** Task objective **
Reproduce each of the items below word for word, from first to last.

((

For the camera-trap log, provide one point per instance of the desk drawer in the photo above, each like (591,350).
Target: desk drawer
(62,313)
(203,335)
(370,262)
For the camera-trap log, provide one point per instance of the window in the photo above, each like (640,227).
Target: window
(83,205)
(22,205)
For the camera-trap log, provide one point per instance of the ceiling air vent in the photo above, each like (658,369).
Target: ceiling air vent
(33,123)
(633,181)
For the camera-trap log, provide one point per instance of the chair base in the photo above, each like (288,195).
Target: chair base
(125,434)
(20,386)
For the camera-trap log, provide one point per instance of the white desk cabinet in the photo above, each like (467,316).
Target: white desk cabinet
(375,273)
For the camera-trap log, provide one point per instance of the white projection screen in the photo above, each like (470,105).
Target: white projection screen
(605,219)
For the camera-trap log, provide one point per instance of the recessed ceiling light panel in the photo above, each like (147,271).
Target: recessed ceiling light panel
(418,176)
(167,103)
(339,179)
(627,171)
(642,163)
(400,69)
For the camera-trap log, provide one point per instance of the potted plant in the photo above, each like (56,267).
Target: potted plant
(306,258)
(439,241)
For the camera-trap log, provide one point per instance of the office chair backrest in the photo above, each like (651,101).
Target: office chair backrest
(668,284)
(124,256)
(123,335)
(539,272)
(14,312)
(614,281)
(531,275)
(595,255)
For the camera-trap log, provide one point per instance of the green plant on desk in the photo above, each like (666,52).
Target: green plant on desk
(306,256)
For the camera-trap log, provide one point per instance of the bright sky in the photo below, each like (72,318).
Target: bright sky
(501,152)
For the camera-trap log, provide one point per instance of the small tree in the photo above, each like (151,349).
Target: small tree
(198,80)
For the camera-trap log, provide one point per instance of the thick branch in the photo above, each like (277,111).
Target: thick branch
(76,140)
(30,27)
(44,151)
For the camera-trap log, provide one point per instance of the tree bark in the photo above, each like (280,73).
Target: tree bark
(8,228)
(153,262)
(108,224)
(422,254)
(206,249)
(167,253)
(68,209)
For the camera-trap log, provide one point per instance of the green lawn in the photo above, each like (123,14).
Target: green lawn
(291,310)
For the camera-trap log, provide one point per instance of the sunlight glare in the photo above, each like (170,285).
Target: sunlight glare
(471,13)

))

** Task response **
For the camera-trap log, provide one point per instance of the desk drawer in the photo above, each like (591,350).
Target: desk drawer
(62,313)
(203,335)
(370,262)
For the camera-trap log, provide one point per instance of the window in the photo above, each like (640,227).
Target: window
(83,205)
(22,205)
For the camera-trap log, provide one point per instance of the ceiling air vent in the photo above, each like (658,369).
Target: ceiling air vent
(33,123)
(633,181)
For the camera-trap log, provide one point per instance of the chair base in the photo above, each like (288,195).
Target: chair base
(125,434)
(20,386)
For the camera-trap log, provide one point per instance of the white desk cabinet in the photo above, each like (467,316).
Target: white desk cabinet
(375,273)
For the camera-trap log, provide one point per instance of the white projection screen in the photo above, each like (470,105).
Target: white projection screen
(605,219)
For the camera-trap log, provide one point per instance of the recessed ceiling light panel in the photo above, each like (147,271).
Target: recessed ceiling light panel
(418,176)
(167,103)
(339,179)
(627,171)
(642,163)
(400,69)
For the camera-trap log, provide one point per instance of the potted plant in the photo above, each like (56,267).
Target: potted plant
(306,258)
(439,241)
For the camera-trap log, provide one point per instance of the office chair backrest in the photo above, each like (651,101).
Target: office chair backrest
(668,284)
(124,256)
(123,335)
(539,272)
(14,312)
(614,281)
(531,275)
(595,255)
For the camera-trap log, provide one point per instance of the green plant on desk in the photo above, each like (666,52).
Target: green plant on desk
(306,256)
For the camera-trap log, provide one point per instance of the bright sky in the photo below, each like (72,318).
Target: bright sky
(501,152)
For the camera-trap log, provide one point per instance of the small tree in the photo above, each like (151,349).
Target: small tree
(198,80)
For the camera-trap log, provide one point per instance of the thick branch in the photo above, each like (277,111).
Target: thick branch
(76,140)
(30,27)
(44,151)
For the camera-trap log, provide one point per instance of the tree bark in the photo above, each like (280,73).
Target: tree bark
(8,228)
(153,262)
(108,224)
(422,254)
(206,249)
(167,253)
(68,209)
For the camera-trap log, provide one point per instance of the green lawn in the photo above, each like (123,14).
Target: green lawn
(291,310)
For the camera-trap log, provide one point per instance of the sunlight glare in the photo above, each like (170,285).
Target: sunlight glare
(471,13)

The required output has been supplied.